- [Source]:
▽

Using Visual Planes in Design and Art

Using Visual Planes in Design and Art

Planes are probably one of the least known formal elements of design outside of the classroom, but understanding what they are and how they’re used is crucial for anyone engaged in creating visual art and design. Anything that we see and use that has 2-dimensions, whether it’s a page in a notebook, a TV screen or a browser window is 2-dimensional.

Some background on formal design elements

Among the formal elements of visual art and design (which covers graphic design, illustration, photography and fine art among other disciplines) are these 4 conceptual elements:

Point — a position in space;
Line — a point in motion or a series of points;
Plane — a line in motion or a series of lines;
Volume — a series of planes or a plane in motion.

By formal we mean that something is related to form, which is the total outward appearance of a thing. By conceptual we mean that the element does not physically exist but we understand it as being present. In other words, we perceive it but don’t actually see it. It’s implied.

Shape is a visually defined or designated area that has two dimensions height and width. That means it is a plane with a defined edge. It is a formal element of design but it’s not conceptual.

Form is a visually defined area that has three dimensions. Form has volume, and is the 3-dimensional expression of shape. A form is the total of all its shapes. A cube is the 3-dimensional expression of the square. A cube has 6 sides — each one square or rectangular (compressed from a square). A sphere is the volume that relates to the circle, and a pyramid is the volumetric expression of the triangle — a flat shape. Any form can be sliced up in any direction into a series of planes. With the exception of the sphere — which has no planes — the shape of the form changes depending upon our point of view.

Planes In Real Space

So what is a plane? It is a conceptual area having both length and width but no depth. So even in three dimensions planes are two-dimensional. The depth of a plane is so minimal in relation to the length and the width that we consider it to not exist.

Plane is the same concept in 2-dimensional and three dimensional space.

Planes function in both 2 dimensions and 3 dimensions. When you draw or paint, you’re working 2-dimensionally on a plane — the paper, board, tablet or canvas surface. To create the illusion of volume in 2 dimensions you need to create the understanding of conceptual planes: foreground, midground and background.

△

- [Problem]: Name each conceptual element of visual art and design that the article on visual planes lists.

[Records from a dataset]

▽

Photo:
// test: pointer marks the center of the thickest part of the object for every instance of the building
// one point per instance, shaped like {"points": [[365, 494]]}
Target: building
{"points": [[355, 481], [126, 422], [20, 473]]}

△

- [Result]: Point, line, plane, volume